_Text under study:_

******************************

Central Business District: Downtown takes new shape


Central Business District: Downtown takes new shape

By James Fink, Business First

October 18, 2013


These days, the welcome signs of bulldozers, cranes and backhoes can be found on many blocks in Buffalo’s central business district.

And no one is complaining.

Projects abound from the western downtown edge of Elmwood Avenue to the eastern boundary along the Elm-Oak Corridor. Some are traditional bricks and mortar, such as Uniland Development Co.’s $46 million Catholic Health headquarters on Genesee Street. Others are infrastructure-based, such as the “Cars Sharing Main Street” initiative or turning Pearl Street back into two-way traffic.

Combined, more than $1 billion in construction projects have been completed, are under construction or in the local economic development pipeline.

“I’ve been coming to Buffalo regularly since 1999 and I am finally seeing the signs of progress that we all hoped would have happened a long time ago,” said Sen. Charles Schumer.

The list is long and and diverse, including:

• Uniland proposed an $80 million, 515,000-square-foot office building and hotel at the corner of Delaware Avenue and Chippewa Street. The Class A space likely will be the new corporate headquarters for Delaware North Cos. The company may occupy as much as 150,000 square feet of the 12-story structure.

• The Hamister Group Inc. is working on a $40 million conversion of the 18-story Tishman Building that overlooks Lafayette Square. The building will house a 124-room Hilton Garden Inn, Hamister’s corporate offices and upscale apartments.

• Architect Steve Carmina bought a vacant building on Roosevelt Square and is renovating it into his private residence.

• Rocco Termini’s $46 million renovation of the Hotel @ The Lafayette has attracted national attention.

• The law firm of Kenney Shelton Liptak Nowak LLP bought and renovated the circa 1906 Calumet Building on Chippewa Street for its new headquarters.

******************************

_Material provided:_
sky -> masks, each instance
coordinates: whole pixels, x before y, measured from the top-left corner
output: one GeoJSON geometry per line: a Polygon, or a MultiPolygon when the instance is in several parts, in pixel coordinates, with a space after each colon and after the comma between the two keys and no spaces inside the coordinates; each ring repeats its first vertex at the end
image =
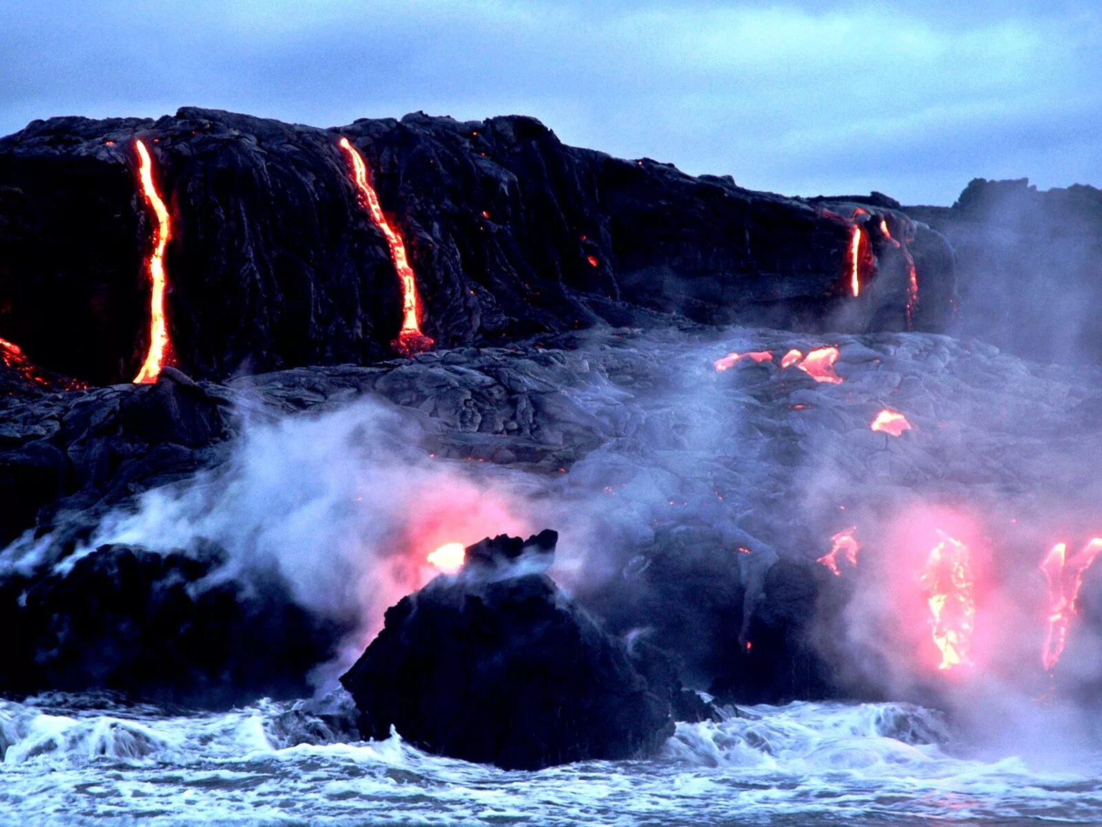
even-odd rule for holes
{"type": "Polygon", "coordinates": [[[531,115],[792,195],[1102,186],[1102,0],[2,0],[0,135],[181,106],[531,115]]]}

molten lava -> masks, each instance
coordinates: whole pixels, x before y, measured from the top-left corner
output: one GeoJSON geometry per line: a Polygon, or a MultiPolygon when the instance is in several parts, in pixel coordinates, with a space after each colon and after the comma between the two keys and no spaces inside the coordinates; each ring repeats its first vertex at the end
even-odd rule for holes
{"type": "Polygon", "coordinates": [[[1068,560],[1067,544],[1057,543],[1040,563],[1040,570],[1048,580],[1048,632],[1040,658],[1049,672],[1068,645],[1068,629],[1076,616],[1076,601],[1083,588],[1083,576],[1099,551],[1102,551],[1102,537],[1092,539],[1068,560]]]}
{"type": "Polygon", "coordinates": [[[723,358],[716,359],[712,363],[716,370],[723,373],[735,366],[736,363],[743,359],[749,359],[755,364],[760,364],[763,362],[770,362],[773,359],[773,351],[753,351],[750,353],[728,353],[723,358]]]}
{"type": "Polygon", "coordinates": [[[856,530],[856,526],[850,526],[845,530],[839,531],[831,537],[830,551],[815,560],[815,562],[821,562],[828,569],[833,571],[835,577],[842,577],[842,570],[838,567],[839,555],[842,555],[842,558],[846,560],[851,567],[856,566],[857,552],[861,550],[861,544],[858,544],[856,538],[853,536],[856,530]]]}
{"type": "Polygon", "coordinates": [[[968,546],[939,530],[922,572],[922,594],[930,606],[933,643],[941,652],[939,669],[970,665],[975,627],[975,577],[968,546]]]}
{"type": "Polygon", "coordinates": [[[425,559],[445,574],[454,574],[463,568],[466,556],[467,550],[462,543],[445,543],[425,559]]]}
{"type": "Polygon", "coordinates": [[[864,230],[853,225],[850,234],[850,291],[854,298],[861,296],[861,244],[864,230]]]}
{"type": "Polygon", "coordinates": [[[895,410],[888,410],[885,408],[876,418],[868,425],[874,431],[883,431],[884,433],[890,433],[893,437],[900,436],[904,431],[911,430],[910,422],[907,421],[907,417],[895,410]]]}
{"type": "Polygon", "coordinates": [[[433,345],[433,341],[421,332],[421,303],[418,299],[417,281],[413,276],[413,268],[410,267],[409,257],[406,255],[406,241],[387,222],[387,216],[382,214],[379,205],[379,196],[367,180],[367,164],[364,157],[347,138],[341,139],[341,149],[348,153],[352,162],[353,174],[356,180],[356,187],[371,221],[387,238],[390,247],[390,260],[395,262],[395,270],[402,286],[402,327],[398,332],[398,337],[390,343],[399,353],[410,356],[414,353],[428,351],[433,345]]]}
{"type": "MultiPolygon", "coordinates": [[[[786,356],[786,358],[788,357],[786,356]]],[[[798,367],[815,382],[840,385],[842,377],[834,373],[835,362],[838,362],[836,347],[817,347],[803,357],[798,367]]],[[[784,365],[784,363],[781,364],[784,365]]]]}
{"type": "Polygon", "coordinates": [[[911,329],[915,326],[915,310],[918,308],[918,271],[915,269],[915,257],[910,255],[910,250],[907,249],[904,241],[892,237],[892,233],[888,232],[887,218],[880,218],[880,233],[892,241],[897,250],[903,253],[907,260],[907,327],[911,329]]]}
{"type": "Polygon", "coordinates": [[[161,368],[169,359],[169,326],[164,315],[164,294],[168,276],[164,271],[164,250],[172,238],[172,219],[164,201],[153,183],[153,159],[142,141],[134,141],[138,151],[138,182],[141,185],[142,197],[153,211],[156,225],[153,227],[153,249],[145,261],[145,270],[152,284],[149,308],[149,352],[142,363],[141,370],[134,377],[136,383],[156,382],[161,368]]]}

******************************

_Work instructions:_
A. Reproduce word for word everything in the downtown article from "And no one is" down to "into two-way traffic.".
B. According to the downtown article, how many rooms will the Hilton Garden Inn in the Tishman Building have?
The records were taken from a separate source and are unrelated to the downtown article.

_Responses per task:_
A.
And no one is complaining.

Projects abound from the western downtown edge of Elmwood Avenue to the eastern boundary along the Elm-Oak Corridor. Some are traditional bricks and mortar, such as Uniland Development Co.’s $46 million Catholic Health headquarters on Genesee Street. Others are infrastructure-based, such as the “Cars Sharing Main Street” initiative or turning Pearl Street back into two-way traffic.

B. 124 rooms